━━━ MATERIAL FOR THIS EXERCISE

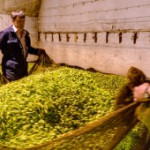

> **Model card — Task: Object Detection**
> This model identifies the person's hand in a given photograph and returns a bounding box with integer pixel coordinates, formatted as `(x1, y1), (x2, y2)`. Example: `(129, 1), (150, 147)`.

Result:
(133, 83), (150, 102)
(38, 48), (46, 56)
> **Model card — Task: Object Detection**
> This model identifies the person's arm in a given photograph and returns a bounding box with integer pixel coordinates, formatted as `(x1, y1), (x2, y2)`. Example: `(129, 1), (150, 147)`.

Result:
(26, 33), (45, 55)
(133, 83), (150, 102)
(0, 31), (7, 50)
(29, 46), (45, 56)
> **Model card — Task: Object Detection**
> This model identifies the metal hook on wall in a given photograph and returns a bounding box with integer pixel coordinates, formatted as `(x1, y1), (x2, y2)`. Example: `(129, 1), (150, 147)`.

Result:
(51, 33), (54, 42)
(58, 33), (61, 42)
(132, 32), (138, 44)
(74, 33), (78, 43)
(119, 32), (122, 43)
(66, 33), (70, 42)
(106, 32), (109, 43)
(83, 33), (87, 43)
(45, 33), (47, 41)
(93, 32), (97, 43)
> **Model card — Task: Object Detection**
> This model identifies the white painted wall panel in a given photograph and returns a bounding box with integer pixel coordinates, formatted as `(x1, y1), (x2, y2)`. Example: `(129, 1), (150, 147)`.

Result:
(38, 0), (150, 75)
(39, 0), (150, 32)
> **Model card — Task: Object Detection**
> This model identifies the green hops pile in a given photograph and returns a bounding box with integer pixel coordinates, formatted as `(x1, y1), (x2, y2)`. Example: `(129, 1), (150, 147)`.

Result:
(0, 66), (134, 148)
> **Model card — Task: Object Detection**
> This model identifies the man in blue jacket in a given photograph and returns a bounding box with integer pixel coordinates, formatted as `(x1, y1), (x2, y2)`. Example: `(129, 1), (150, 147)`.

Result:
(0, 11), (45, 81)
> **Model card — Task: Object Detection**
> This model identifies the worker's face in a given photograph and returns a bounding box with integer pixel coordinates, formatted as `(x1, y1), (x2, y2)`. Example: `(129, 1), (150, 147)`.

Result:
(13, 16), (25, 31)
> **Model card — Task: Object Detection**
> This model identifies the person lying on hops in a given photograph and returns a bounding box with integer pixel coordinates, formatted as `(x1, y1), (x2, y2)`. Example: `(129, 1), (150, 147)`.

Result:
(0, 10), (45, 81)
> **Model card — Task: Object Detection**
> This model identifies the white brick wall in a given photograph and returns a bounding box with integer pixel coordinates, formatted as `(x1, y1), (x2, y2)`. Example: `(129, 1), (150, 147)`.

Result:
(38, 0), (150, 32)
(38, 0), (150, 76)
(1, 0), (150, 75)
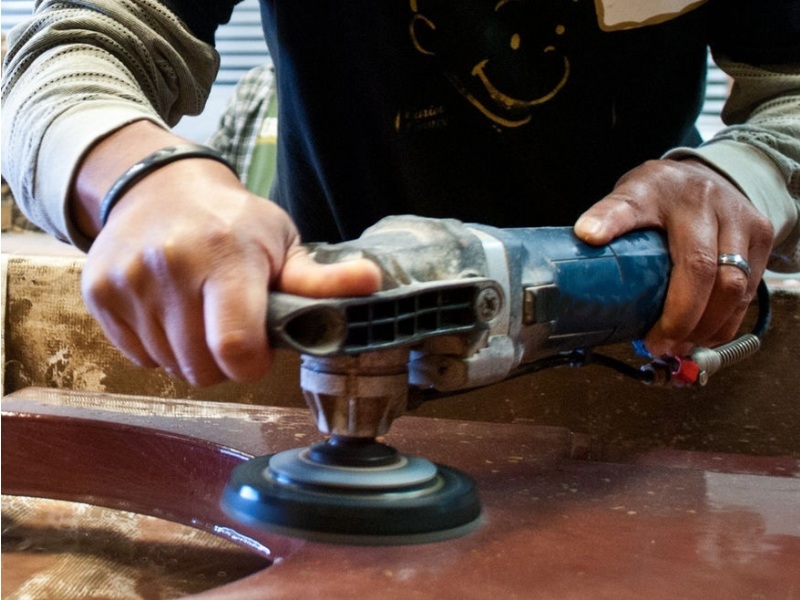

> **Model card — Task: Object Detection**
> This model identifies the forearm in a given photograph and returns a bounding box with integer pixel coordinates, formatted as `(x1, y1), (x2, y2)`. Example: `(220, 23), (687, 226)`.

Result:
(1, 0), (220, 251)
(666, 57), (800, 272)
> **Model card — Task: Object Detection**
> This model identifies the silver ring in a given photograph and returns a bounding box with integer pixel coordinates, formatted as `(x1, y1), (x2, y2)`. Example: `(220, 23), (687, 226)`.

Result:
(718, 253), (751, 277)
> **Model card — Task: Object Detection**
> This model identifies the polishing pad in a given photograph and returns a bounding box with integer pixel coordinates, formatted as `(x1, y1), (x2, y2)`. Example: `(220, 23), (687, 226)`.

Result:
(222, 441), (482, 545)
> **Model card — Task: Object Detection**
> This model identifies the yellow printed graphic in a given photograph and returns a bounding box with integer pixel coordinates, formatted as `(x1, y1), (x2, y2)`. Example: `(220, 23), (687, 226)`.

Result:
(408, 0), (571, 129)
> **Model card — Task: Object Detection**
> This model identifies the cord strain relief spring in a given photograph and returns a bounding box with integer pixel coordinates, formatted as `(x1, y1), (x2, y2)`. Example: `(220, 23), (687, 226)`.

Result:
(690, 333), (761, 385)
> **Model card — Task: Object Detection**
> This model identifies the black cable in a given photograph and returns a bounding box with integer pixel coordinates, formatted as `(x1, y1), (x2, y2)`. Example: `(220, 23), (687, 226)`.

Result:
(584, 351), (655, 383)
(753, 278), (772, 340)
(409, 278), (771, 405)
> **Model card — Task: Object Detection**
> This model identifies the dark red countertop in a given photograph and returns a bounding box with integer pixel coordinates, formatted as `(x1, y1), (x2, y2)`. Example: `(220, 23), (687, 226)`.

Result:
(3, 387), (799, 599)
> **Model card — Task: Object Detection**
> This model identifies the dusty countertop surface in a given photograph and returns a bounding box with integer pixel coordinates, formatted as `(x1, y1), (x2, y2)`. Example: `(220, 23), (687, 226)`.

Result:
(3, 388), (799, 600)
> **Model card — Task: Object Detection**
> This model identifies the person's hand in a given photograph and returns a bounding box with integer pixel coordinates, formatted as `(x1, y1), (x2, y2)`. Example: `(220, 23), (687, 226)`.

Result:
(574, 158), (773, 357)
(80, 158), (381, 387)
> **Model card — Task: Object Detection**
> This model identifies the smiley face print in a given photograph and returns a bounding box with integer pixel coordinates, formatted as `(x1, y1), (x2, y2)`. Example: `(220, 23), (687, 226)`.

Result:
(409, 0), (571, 128)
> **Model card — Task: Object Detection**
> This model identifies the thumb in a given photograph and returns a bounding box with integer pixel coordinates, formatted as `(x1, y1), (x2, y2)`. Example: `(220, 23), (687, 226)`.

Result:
(574, 193), (649, 246)
(277, 247), (382, 298)
(574, 172), (663, 246)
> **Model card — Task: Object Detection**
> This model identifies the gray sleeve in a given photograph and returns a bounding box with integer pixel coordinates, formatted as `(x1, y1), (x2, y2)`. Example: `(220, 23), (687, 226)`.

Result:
(665, 56), (800, 273)
(1, 0), (221, 251)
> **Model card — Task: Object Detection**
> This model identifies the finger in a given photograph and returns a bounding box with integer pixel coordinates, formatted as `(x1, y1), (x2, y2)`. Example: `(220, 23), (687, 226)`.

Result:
(127, 314), (184, 378)
(645, 220), (719, 356)
(82, 270), (173, 371)
(688, 234), (752, 347)
(278, 248), (382, 298)
(700, 245), (767, 349)
(161, 297), (229, 387)
(170, 334), (229, 386)
(141, 251), (230, 386)
(704, 301), (751, 349)
(91, 311), (159, 369)
(576, 182), (719, 356)
(202, 262), (271, 383)
(106, 271), (209, 382)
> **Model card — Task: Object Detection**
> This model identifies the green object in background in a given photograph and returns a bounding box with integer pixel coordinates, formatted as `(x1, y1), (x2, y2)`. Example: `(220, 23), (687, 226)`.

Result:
(247, 95), (279, 198)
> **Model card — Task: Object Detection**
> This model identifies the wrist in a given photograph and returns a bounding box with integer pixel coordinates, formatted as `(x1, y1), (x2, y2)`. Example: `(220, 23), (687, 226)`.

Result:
(99, 144), (238, 227)
(71, 121), (192, 238)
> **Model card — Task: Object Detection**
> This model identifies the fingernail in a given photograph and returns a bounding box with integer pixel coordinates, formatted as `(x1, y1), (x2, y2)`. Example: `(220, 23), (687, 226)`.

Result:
(575, 215), (603, 238)
(648, 339), (676, 357)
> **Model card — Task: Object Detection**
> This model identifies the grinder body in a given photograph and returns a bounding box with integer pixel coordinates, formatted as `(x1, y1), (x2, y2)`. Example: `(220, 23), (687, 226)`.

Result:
(224, 215), (671, 541)
(268, 215), (670, 439)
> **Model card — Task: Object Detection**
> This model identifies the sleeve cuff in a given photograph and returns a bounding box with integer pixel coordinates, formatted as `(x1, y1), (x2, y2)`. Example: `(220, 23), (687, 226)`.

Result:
(664, 140), (800, 269)
(39, 103), (169, 252)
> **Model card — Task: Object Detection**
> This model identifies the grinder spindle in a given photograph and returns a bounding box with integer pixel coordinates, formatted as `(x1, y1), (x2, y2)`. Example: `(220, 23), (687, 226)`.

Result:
(222, 349), (483, 544)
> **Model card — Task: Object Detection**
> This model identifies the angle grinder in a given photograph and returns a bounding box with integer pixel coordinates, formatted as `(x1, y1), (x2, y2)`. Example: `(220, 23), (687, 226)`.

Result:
(222, 215), (766, 544)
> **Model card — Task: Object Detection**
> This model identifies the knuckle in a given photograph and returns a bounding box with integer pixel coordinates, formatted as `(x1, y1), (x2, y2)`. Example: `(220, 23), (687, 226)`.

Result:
(80, 270), (113, 306)
(118, 230), (220, 281)
(142, 237), (191, 275)
(717, 271), (750, 300)
(616, 192), (644, 214)
(181, 364), (225, 388)
(596, 191), (646, 225)
(646, 158), (679, 180)
(211, 329), (260, 367)
(202, 223), (235, 251)
(192, 222), (247, 267)
(118, 256), (150, 288)
(81, 261), (135, 305)
(683, 249), (718, 282)
(751, 215), (774, 248)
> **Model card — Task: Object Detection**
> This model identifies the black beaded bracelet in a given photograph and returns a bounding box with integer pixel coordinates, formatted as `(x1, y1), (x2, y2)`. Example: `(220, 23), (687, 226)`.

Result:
(98, 144), (238, 226)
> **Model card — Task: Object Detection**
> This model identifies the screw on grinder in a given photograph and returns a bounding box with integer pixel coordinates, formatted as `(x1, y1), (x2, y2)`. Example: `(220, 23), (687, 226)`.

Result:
(221, 436), (482, 545)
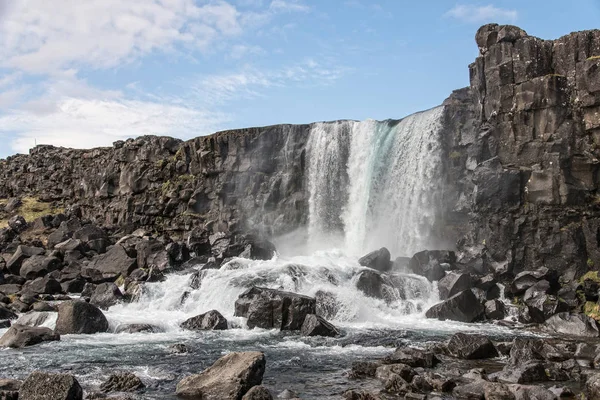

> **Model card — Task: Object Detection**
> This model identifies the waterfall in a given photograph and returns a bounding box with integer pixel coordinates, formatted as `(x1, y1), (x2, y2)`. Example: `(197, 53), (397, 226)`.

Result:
(307, 107), (444, 257)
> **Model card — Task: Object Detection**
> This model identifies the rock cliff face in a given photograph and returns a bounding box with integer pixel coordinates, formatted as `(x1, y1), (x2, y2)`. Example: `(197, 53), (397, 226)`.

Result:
(442, 24), (600, 280)
(2, 24), (600, 280)
(0, 125), (309, 238)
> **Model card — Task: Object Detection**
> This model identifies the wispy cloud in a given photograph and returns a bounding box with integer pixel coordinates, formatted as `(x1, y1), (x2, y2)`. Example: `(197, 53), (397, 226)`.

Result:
(269, 0), (310, 13)
(444, 4), (518, 23)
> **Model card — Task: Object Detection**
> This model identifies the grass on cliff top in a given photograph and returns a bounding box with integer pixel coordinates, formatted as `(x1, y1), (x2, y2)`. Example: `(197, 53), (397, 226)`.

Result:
(0, 197), (64, 228)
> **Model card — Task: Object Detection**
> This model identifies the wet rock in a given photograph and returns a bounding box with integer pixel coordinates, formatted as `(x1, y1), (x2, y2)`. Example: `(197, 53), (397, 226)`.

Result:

━━━━━━

- [TASK REQUIREMENTS]: Please show the lines in the entries above that hold the string "hops".

- [EXERCISE SOLUTION]:
> This model identifies the green hops pile in a given photograph and returns a bounding box with integer pixel coordinates, formatted as `(x1, y1), (x2, y2)`. Example: `(129, 1), (150, 147)`.
> This model identifies the person lying on hops in a given photograph and returns a bounding box with integer pixel coordinates, formatted as `(x1, y1), (x2, y2)`. Example: `(129, 1), (150, 147)`.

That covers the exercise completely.